§ Consigne de travail:
Dans le texte sur Jeanne Jugan, traduisez en anglais cette phrase : « Elle meurt en paix en 1879, dans l’oubli. »

§ Extrait du document:
▽

Jeanne Jugan : l’humilité d’une fondatrice

Jeanne Jugan
Au départ de tout, elle termina sa vie dans l’ombre. Jeanne Jugan (1792-1879) ou le dépouillement évangélique.

« Dieu me veut pour lui. Il me garde pour une œuvre qui n’est pas connue, pour une œuvre qui n’est pas fondée ». Lorsqu’à 24 ans, Jeanne Jugan explique à sa mère son refus d’épouser un marin, elle ne sait pas encore qu’elle fondera une congrégation. Mais un puissant pressentiment l’habite. Née en pleine Révolution (le 25 octobre 1792), cette jeune fille, catéchisée par des Tertiaires Eudistes, choisit Dieu seul. La figure du pauvre, incarnation du Christ, l’inspire très tôt en actes et en idéal. Après que son père, un terre-neuvas de la baie de Cancale, a disparu en mer, elle doit de bonne heure travailler dur pour gagner sa subsistance. Pendant près de vingt ans, à Saint-Servan, une ville où presque la moitié de la population est inscrite au bureau de bienfaisance, elle sera tour à tour infirmière dans un hôpital pour « teigneux, galeux, vénériens », employée de maison, garde-malade à domicile…

Une vie choisie de mendiante


Attentive aux détresses qui l’entourent, elle mène, avec deux co-locataires qui partagent sa vision, une vie rythmée par la prière, les tâches domestiques et l’aide aux nécessiteux. La profondeur de sa foi l’amène l’hiver 1839 à un acte radical : loger une vieille femme aveugle et infirme. En 1840, les trois amies forment une association de charité. Leur rayonnement s’étend. Il faut déménager pour accueillir de nouvelles pensionnaires. Le 29 mai 1842, les associées, accompagnées spirituellement par un vicaire de la paroisse, l’abbé Le Pailleur, prennent le nom de « Servantes des Pauvres » et désignent Jeanne comme leur supérieure. Celle-ci s’engage encore plus dans la voie de l’humilité en choisissant de mendier : du pain, du linge, des aumônes, tout ce qui peut aider pour leur vocation d’hospitalité. Des dons spontanés affluent.
Alors que l’abbé Le Pailleur, dès 1843, écarte Jeanne de la direction de la Congrégation, le maire et les notables de la ville demandent pour elle le prix Montyon décerné par l’Académie française.

 

Un effacement subi mais consenti

Au début de l’année 1844, les « Servantes des Pauvres » choisissent de s’appeler « Sœurs des Pauvres ». Jeanne part quêter à Rennes, Dinan, Tours. Un article de journal puis la visite du romancier anglais Charles Dickens apportent à son œuvre la notoriété. Les fondations se multiplient en France et en Europe. A plus de 60 ans, la première Petite Sœur des Pauvres s’enfonce dans le dépouillement. Rappelée à la Maison-Mère de la congrégation, elle y restera 27 années, jusqu’à sa mort, vivant sans responsabilités au milieu des novices et postulantes qui ne savent même pas que cette « Petite Sœur Marie de la Croix » est leur fondatrice…
« Il faut être petites et bien humbles, nous croire toujours les dernières…. », leur confie-t-elle. Elle meurt en paix en 1879, dans l’oubli.

△

§ Données à examiner:
▽

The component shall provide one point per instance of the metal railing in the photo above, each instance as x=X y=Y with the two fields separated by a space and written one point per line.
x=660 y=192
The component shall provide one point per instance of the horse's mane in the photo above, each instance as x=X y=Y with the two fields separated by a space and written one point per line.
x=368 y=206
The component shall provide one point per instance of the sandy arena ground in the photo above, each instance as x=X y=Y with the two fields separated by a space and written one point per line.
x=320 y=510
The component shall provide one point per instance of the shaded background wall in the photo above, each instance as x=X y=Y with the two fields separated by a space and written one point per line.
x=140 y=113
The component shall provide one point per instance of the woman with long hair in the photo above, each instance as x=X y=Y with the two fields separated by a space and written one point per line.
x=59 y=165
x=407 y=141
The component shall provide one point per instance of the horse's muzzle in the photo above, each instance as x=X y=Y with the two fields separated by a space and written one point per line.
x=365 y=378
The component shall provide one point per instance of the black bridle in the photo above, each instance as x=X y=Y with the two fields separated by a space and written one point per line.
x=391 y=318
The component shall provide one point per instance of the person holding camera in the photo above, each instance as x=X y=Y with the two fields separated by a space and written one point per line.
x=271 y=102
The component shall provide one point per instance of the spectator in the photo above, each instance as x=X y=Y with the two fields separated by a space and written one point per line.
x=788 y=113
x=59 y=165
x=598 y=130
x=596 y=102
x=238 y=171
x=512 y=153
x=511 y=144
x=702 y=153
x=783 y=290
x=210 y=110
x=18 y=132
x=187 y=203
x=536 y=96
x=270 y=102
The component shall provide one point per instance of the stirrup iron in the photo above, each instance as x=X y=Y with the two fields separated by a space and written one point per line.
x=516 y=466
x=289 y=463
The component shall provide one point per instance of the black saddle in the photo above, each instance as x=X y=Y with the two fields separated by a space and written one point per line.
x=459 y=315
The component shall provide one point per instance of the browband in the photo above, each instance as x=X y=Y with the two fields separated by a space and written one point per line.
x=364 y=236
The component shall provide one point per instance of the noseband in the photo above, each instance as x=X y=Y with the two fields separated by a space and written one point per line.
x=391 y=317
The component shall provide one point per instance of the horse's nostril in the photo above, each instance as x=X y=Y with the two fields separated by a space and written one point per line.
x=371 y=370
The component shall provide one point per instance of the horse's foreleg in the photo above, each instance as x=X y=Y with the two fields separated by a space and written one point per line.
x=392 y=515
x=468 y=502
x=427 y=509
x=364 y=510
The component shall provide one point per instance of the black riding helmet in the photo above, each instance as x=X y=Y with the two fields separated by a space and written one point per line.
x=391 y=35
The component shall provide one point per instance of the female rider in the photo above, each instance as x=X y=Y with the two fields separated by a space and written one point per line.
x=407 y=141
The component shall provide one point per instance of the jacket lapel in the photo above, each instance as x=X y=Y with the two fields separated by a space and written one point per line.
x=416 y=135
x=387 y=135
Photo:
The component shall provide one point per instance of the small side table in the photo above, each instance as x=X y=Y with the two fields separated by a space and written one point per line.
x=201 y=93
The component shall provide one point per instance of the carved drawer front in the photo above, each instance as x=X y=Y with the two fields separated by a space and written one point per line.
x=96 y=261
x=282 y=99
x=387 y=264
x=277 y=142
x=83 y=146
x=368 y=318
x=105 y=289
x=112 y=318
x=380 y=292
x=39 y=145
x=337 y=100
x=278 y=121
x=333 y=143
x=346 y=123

△

§ Réponse à la consigne:
She dies in peace in 1879, forgotten.